» **DOCUMENT SECTION**:
________________________

UNITED STATES COURT OF APPEALS FOR THE FOURTH CIRCUIT
Dec 23, 2011
459 F. App'x 254 (4th Cir. 2011)

Opinion

No. 11-4595

12-23-2011

UNITED STATES OF AMERICA, Plaintiff - Appellee, v. PETER MICHAEL VANDERWERFF, Defendant - Appellant.

Louis C. Allen, III, Federal Public Defender, Eric D. Placke, Assistant Federal Public Defender, Greensboro, North Carolina, for Appellant. Ripley Rand, United States Attorney, Anand P. Ramaswamy, Assistant United States Attorney, Greensboro, North Carolina, for Appellee.


UNPUBLISHED

Appeal from the United States District Court for the Middle District of North Carolina, at Greensboro. N. Carlton Tilley, Jr., Senior District Judge. (1:10-cr-00311-NCT-1)

Before DUNCAN, DAVIS, and KEENAN, Circuit Judges.

Affirmed by unpublished per curiam opinion.

Louis C. Allen, III, Federal Public Defender, Eric D. Placke, Assistant Federal Public Defender, Greensboro, North Carolina, for Appellant. Ripley Rand, United States Attorney, Anand P. Ramaswamy, Assistant United States Attorney, Greensboro, North Carolina, for Appellee.

Unpublished opinions are not binding precedent in this circuit. PER CURIAM:

Peter Michael Vanderwerff appeals the reasonableness of his 120-month sentence imposed after a plea of guilty to one count of possessing materials containing visual images of child pornography in violation of 18 U.S.C.A. § 2252A(a)(5)(B), (b)(2) (West Supp. 2011). We affirm.

________________________

» **INFORMATION SUPPLIED**:
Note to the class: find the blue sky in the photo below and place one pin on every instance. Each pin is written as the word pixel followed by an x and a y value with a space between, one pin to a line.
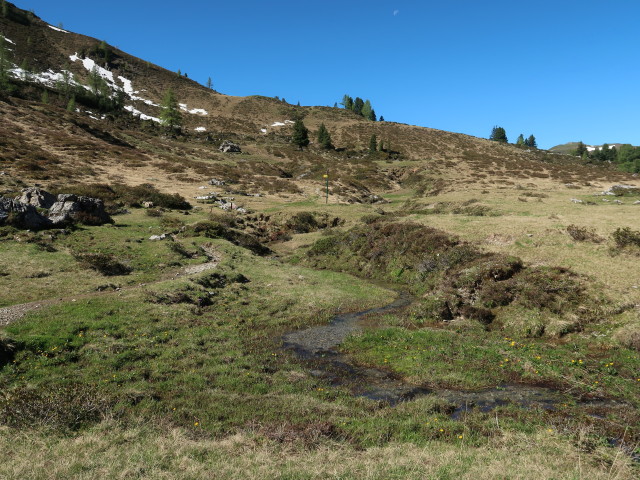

________________________

» **PROBLEMS TO SOLVE**:
A. In the Fourth Circuit opinion on the Vanderwerff appeal, what sentence length is being appealed?
B. Carry on the Fourth Circuit opinion on the Vanderwerff appeal, starting after its last sentence.

» **SOLVED TASKS**:
A. 120 months.

B.
We review a sentence under a deferential abuse of discretion standard. Gall v. United States, 552 U.S. 38, 51 (2007). We first analyze the procedural reasonableness of the sentence by ensuring that the district court committed no significant procedural errors, such as failing to calculate or improperly calculating the Guidelines range, failing to consider the 18 U.S.C. § 3553(a) (2006) factors, or failing to adequately explain the sentence. United States v. Boulware, 604 F.3d 832, 837-38 (4th Cir. 2010). We then consider the substantive reasonableness of the sentence imposed, taking into account the totality of the circumstances. Gall, 552 U.S. at 51. In doing so, we presume that a sentence within a properly-calculated Guidelines range is reasonable. United States v. Allen, 491 F.3d 178, 193 (4th Cir. 2007). That presumption may be rebutted by a showing "that the sentence is unreasonable when measured against the [18 U.S.C.] § 3553 factors." United States v. Montes-Pineda, 445 F.3d 375, 379 (4th Cir. 2006) (internal quotation marks omitted).

Contrary to Vanderwerff's assertions, the record discloses that the district court properly set the Guidelines range at 120 months. Thus, we find no procedural unreasonableness in the district court's sentence. Nor do we detect substantive unreasonableness in Vanderwerff's within-Guidelines sentence. The district court cogently explained its rationale for imposing the statutory maximum sentence. In affirming, we respect the district court's broad discretion in weighing the 18 U.S.C. § 3553(a) factors and imposing a defendant's sentence. See United States v. Jeffrey, 631 F.3d 669, 679 (4th Cir.), cert. denied, 132 S. Ct. 187 (2011).

We acknowledge Appellant's heavy reliance on the Second Circuit's reasoning in United States v. Dorvee, 616 F.3d 174 (2d Cir. 2010) (critiquing the child pornography guideline). We are not persuaded that the approach taken in that case compels us to disturb the district court's sentence here.

Accordingly, we affirm the district court's judgment. We dispense with oral argument because the facts and legal contentions are adequately presented in the materials before the court and argument would not aid the decisional process.

AFFIRMED


Summaries of

United States v. Vanderwerff

UNITED STATES COURT OF APPEALS FOR THE FOURTH CIRCUIT
Dec 23, 2011
459 F. App'x 254 (4th Cir. 2011)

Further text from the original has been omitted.